SUPPLIED TEXT =>
Add recreate test for RT.stats bug 1784705

With change I6827137f35c0cb4f9fc4c6f753d9a035326ed01b in
Ocata, we changed the ComputeManager to manage a single
ResourceTracker and that single ResourceTracker will
manage multiple compute nodes. The only time a single
nova-compute service hosts multiple compute nodes is for
ironic where there is a compute node per instance. The
problem is the ResourceTracker.stats variable, unlike the
ResourceTracker.compute_nodes variable, is not node-specific
so it's possible for node stats to leak across nodes based
on how the stats are used (and copied).

This change adds a functional recreate test to show the issue
before it's fixed. The fixture setup had to be tweaked a
bit to avoid modifying class variables by reference between
test cases.

[Coordinate labeling data]
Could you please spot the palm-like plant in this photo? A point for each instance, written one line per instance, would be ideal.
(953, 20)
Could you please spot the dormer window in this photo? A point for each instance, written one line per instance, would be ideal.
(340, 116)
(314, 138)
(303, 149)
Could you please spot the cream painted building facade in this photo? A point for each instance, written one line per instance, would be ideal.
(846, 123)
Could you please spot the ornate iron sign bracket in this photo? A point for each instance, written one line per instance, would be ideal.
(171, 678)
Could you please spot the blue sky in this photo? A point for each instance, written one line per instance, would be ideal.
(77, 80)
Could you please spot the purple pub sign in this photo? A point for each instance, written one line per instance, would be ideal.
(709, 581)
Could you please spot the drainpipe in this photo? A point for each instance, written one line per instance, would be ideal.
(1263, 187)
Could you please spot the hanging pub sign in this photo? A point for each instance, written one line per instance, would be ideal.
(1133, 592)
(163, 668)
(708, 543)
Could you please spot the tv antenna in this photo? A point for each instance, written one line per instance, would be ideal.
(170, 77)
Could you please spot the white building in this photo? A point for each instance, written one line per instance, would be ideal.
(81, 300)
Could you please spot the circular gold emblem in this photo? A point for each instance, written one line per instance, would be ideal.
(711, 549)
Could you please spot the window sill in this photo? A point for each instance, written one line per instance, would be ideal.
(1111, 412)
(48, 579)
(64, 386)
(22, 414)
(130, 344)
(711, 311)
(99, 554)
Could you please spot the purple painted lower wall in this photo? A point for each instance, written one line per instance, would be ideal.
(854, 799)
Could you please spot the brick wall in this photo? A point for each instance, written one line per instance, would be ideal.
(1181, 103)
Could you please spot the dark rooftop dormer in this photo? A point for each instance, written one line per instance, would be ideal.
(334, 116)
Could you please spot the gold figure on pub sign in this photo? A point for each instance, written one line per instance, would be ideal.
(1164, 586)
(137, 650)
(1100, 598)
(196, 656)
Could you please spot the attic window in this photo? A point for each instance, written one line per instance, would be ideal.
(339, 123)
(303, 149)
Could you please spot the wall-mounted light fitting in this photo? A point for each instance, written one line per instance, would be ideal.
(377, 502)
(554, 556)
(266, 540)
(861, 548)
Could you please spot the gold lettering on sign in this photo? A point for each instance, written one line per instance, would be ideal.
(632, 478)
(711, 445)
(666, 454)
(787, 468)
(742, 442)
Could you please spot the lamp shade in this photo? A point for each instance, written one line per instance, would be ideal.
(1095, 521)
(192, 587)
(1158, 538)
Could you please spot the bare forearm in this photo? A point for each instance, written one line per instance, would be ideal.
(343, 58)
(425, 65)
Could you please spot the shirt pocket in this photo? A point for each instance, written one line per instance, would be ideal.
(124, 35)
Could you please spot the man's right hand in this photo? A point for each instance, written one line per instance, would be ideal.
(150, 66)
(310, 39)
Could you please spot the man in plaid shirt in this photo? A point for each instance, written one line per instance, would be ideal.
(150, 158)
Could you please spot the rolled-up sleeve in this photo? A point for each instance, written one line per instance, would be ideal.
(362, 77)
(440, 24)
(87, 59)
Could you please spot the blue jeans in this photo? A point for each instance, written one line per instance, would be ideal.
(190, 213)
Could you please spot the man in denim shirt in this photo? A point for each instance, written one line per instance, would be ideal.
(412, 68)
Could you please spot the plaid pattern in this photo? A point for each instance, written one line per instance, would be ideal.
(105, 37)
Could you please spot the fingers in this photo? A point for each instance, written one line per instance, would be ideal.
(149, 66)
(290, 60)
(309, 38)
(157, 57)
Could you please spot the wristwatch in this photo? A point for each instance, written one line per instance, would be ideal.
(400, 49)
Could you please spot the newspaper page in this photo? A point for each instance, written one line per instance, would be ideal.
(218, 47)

PROBLEM DESCRIPTION =>
Reproduce the entire commit message about the RT.stats bug, word for word from its first line to its last.

RESPONSE BELOW =>
Add recreate test for RT.stats bug 1784705

With change I6827137f35c0cb4f9fc4c6f753d9a035326ed01b in
Ocata, we changed the ComputeManager to manage a single
ResourceTracker and that single ResourceTracker will
manage multiple compute nodes. The only time a single
nova-compute service hosts multiple compute nodes is for
ironic where there is a compute node per instance. The
problem is the ResourceTracker.stats variable, unlike the
ResourceTracker.compute_nodes variable, is not node-specific
so it's possible for node stats to leak across nodes based
on how the stats are used (and copied).

This change adds a functional recreate test to show the issue
before it's fixed. The fixture setup had to be tweaked a
bit to avoid modifying class variables by reference between
test cases.